▸ Passage to read:
# # # # # # #
Edinburgh Festival Part 3

Mentalism, serial killers and the Penguin Café Orchestra

Hayton on Homicide

Hayton on Homicide

Thought Thief
Peter Antoniou
Sweet Grassmarket

There’s a long tradition of mentalism at the Fringe. Peter Antoniou’s act is geared around the question of whether your mind is safe. He claims to be able to read and direct thoughts using only the power of his mind (if true, you’d think he’d direct my mind to give him a five-star review!) During his show he drops in comments about remote viewing, psychic spying and all the usual material us Forteans hope for. The effects he performs, though standard fare, are performed well technically, and have many in the audience confused and bemused. And yet…
While Antoniou is entertaining, and has the mind reading down no problem, he needs to be a little more forceful and to find a persona to inhabit as currently he’s rather lacking in stage presence.
He’s got the makings, but he’s not there yet – I look forward to seeing him again in a few years time.


The Bone House
Village Theatre
Underbelly

The Bone House is a play about serial killers. Without giving too much away, Eugene Crowley is a ‘mind hunter’ who has spent the past few years tracking down a serial killer by the name of the Midnight Cowboy whose M.O. is to commit his murders in front of an audience. Crowley links the Midnight Cowboy to a number of killings and even manages to track down a surviving eyewitness, who he interviews in what is the weakest part of the show. Mostly, however, this is a good play that takes you along false trails and leads you away from your comfort zones, and is well worth the investment of an hour of your life.


Bongo Club Cabaret
Rhymes With Purple
Bongo Club

There are so many acts performing during the Fringe that it is genuinely impossible to see them all. Thank heavens, then, for cabaret shows that feature a selection of these performers; if nothing else, you can get some tips as to who is worth going to see.
# # # # # # #
▸ Dataset extract:
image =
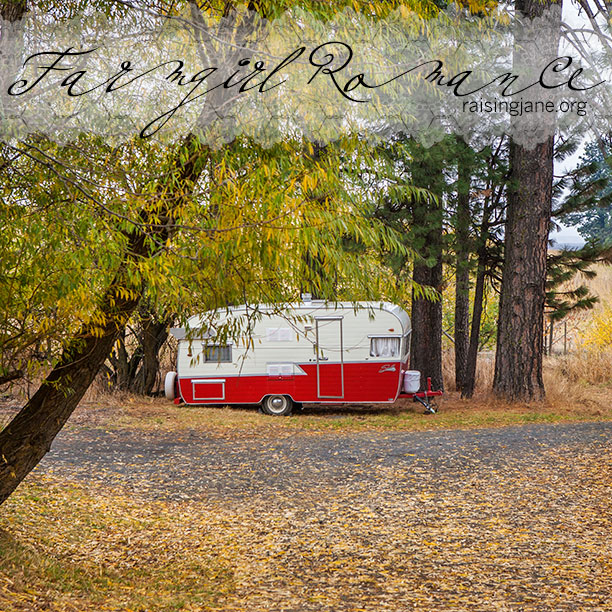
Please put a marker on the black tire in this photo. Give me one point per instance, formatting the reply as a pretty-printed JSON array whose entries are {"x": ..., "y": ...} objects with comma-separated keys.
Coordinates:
# # # # # # #
▸ Objectives:
• a. Reproduce from the Edinburgh Festival reviews the part that opens with the words containing "Thought Thief" and closes with "few years time.".
• b. Name every subject listed in the subtitle line under the heading of the Edinburgh Festival reviews.

▸ List of solutions:
• a.
Thought Thief
Peter Antoniou
Sweet Grassmarket

There’s a long tradition of mentalism at the Fringe. Peter Antoniou’s act is geared around the question of whether your mind is safe. He claims to be able to read and direct thoughts using only the power of his mind (if true, you’d think he’d direct my mind to give him a five-star review!) During his show he drops in comments about remote viewing, psychic spying and all the usual material us Forteans hope for. The effects he performs, though standard fare, are performed well technically, and have many in the audience confused and bemused. And yet…
While Antoniou is entertaining, and has the mind reading down no problem, he needs to be a little more forceful and to find a persona to inhabit as currently he’s rather lacking in stage presence.
He’s got the makings, but he’s not there yet – I look forward to seeing him again in a few years time.

• b.
Mentalism
Serial killers
The Penguin Café Orchestra